- ACTIVITY:
Without including any pictures, give back all of the data exactly.

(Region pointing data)

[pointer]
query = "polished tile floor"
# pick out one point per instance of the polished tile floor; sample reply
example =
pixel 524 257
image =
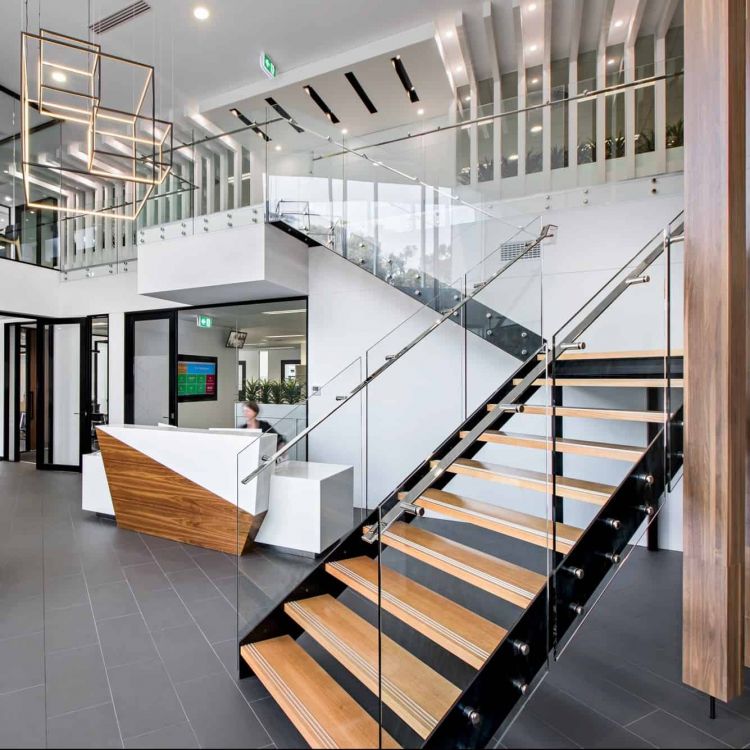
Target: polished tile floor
pixel 110 638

- TASK OUTPUT:
[pointer]
query = "polished tile floor"
# pick out one point per instance of the polished tile floor; sample reply
example =
pixel 524 257
image =
Target: polished tile floor
pixel 110 638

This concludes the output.